> **DATASET**

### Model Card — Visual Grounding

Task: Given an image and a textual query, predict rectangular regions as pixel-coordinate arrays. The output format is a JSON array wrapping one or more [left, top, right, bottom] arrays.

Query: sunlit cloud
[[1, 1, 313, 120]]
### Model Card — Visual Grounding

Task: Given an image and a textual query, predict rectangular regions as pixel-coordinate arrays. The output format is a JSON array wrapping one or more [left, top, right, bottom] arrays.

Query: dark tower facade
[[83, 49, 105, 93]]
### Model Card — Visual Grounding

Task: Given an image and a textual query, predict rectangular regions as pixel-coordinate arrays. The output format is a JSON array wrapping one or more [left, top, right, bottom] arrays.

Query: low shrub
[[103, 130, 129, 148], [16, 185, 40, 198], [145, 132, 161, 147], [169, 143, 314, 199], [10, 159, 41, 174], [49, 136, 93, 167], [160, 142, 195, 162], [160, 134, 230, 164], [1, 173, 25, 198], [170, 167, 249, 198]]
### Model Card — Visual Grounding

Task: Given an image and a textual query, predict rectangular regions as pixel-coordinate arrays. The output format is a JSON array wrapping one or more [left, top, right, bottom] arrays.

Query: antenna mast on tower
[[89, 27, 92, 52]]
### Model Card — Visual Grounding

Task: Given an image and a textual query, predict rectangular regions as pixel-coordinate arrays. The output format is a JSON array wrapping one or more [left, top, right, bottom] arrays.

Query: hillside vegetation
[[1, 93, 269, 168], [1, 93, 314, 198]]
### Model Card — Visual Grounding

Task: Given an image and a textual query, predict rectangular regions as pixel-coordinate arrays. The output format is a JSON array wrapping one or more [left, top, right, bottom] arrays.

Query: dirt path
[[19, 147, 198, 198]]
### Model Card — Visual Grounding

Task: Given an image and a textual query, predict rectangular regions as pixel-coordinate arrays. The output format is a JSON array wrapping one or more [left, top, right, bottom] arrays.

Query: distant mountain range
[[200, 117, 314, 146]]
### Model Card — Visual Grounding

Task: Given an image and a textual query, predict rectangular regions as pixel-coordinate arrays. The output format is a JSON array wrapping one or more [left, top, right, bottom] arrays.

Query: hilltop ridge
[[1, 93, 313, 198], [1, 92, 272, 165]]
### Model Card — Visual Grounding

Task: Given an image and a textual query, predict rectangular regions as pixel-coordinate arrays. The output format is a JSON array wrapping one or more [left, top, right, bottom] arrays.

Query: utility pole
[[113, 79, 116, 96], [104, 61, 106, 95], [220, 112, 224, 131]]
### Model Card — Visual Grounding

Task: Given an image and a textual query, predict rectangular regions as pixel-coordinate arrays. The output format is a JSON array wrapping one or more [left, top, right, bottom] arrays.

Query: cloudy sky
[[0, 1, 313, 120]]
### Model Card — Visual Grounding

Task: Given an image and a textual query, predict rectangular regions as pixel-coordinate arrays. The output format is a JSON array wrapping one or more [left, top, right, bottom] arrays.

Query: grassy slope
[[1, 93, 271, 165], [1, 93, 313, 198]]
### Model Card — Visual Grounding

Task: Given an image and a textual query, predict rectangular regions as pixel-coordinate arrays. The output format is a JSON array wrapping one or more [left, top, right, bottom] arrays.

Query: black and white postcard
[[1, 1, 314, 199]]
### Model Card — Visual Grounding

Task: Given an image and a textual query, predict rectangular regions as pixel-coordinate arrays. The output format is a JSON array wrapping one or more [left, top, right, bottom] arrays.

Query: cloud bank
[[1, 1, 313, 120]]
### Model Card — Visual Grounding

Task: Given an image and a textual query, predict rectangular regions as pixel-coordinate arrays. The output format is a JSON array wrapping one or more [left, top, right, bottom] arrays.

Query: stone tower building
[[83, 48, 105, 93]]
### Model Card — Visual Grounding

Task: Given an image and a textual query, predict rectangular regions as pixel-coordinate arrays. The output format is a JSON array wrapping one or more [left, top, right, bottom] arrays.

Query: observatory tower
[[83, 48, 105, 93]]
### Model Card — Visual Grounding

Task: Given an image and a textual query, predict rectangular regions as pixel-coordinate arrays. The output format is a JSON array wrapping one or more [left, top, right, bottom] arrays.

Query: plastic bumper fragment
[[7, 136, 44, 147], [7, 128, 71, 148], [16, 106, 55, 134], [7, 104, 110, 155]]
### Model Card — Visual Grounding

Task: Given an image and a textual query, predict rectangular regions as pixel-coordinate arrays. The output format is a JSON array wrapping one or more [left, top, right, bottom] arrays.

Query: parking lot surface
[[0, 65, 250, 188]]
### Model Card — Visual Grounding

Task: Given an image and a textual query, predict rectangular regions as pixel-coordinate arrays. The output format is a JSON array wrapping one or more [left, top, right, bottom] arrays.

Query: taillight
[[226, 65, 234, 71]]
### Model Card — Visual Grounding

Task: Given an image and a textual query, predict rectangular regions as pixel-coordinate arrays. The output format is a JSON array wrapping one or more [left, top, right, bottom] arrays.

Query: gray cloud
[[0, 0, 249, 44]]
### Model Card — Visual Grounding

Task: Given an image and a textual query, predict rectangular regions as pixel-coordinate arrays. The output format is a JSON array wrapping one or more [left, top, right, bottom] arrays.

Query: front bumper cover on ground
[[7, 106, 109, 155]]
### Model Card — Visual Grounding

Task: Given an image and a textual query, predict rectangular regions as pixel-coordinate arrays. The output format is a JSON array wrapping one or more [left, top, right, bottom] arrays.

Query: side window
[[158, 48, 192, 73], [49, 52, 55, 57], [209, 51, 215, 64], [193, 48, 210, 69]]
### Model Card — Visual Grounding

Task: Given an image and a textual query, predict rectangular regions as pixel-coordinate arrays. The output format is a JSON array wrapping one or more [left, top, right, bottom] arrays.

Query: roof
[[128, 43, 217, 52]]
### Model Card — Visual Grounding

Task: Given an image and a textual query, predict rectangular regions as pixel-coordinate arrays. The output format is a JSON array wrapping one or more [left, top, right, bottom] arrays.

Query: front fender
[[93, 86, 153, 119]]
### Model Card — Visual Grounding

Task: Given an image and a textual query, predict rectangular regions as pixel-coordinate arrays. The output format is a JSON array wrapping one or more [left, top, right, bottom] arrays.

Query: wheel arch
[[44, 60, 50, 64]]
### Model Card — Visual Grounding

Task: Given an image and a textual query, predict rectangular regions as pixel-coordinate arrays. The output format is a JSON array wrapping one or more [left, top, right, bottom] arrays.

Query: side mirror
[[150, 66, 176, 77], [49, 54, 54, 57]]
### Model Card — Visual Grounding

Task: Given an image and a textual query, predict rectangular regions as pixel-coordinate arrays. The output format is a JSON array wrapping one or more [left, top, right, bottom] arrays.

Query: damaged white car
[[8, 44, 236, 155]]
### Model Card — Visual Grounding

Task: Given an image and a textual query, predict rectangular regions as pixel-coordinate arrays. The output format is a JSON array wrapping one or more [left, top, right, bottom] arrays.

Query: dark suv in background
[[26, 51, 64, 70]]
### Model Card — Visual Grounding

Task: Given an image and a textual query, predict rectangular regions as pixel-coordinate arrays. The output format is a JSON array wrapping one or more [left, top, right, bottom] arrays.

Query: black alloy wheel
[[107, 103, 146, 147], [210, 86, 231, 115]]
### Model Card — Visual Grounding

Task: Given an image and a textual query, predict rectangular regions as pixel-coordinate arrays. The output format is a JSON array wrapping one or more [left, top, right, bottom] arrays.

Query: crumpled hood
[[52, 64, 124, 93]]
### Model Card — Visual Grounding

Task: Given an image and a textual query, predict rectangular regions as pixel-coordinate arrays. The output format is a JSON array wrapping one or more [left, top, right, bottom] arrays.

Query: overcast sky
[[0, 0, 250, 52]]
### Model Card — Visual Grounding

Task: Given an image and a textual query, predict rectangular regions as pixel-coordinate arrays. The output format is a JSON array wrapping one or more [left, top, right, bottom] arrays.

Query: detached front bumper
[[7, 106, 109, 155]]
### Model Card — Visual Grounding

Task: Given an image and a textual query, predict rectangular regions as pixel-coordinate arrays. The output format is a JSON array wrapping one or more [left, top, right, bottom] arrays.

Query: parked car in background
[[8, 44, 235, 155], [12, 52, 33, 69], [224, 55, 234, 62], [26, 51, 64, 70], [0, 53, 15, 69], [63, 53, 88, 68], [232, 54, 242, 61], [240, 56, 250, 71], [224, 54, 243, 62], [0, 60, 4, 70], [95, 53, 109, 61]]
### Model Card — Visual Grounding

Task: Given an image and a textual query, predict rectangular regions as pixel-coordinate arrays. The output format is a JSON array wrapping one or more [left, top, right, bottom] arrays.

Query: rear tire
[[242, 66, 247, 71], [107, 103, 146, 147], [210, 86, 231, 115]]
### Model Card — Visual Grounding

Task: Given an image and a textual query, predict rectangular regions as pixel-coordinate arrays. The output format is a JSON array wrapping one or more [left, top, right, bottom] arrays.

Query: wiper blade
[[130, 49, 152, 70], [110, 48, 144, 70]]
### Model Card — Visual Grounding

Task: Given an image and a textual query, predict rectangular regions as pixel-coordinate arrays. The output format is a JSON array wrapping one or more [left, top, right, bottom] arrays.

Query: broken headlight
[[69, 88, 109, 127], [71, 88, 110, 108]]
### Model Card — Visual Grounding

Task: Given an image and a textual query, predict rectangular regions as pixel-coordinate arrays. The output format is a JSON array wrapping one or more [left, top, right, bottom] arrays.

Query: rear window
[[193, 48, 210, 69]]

> **YOUR OBJECTIVE**
Copy, exactly as written, the lines above, beginning with the one that contains "Query: broken headlight" and ending with the last.

> **EXPECTED OUTPUT**
Query: broken headlight
[[69, 88, 109, 127], [71, 88, 110, 108]]
### Model Card — Visual Grounding

Task: Given an image and a textual query, predict rectangular regions as pixel-coordinate arrays. The output format is a JSON array wrapping one or more [left, top, right, bottom] arrays.

Query: rear window
[[193, 48, 210, 69]]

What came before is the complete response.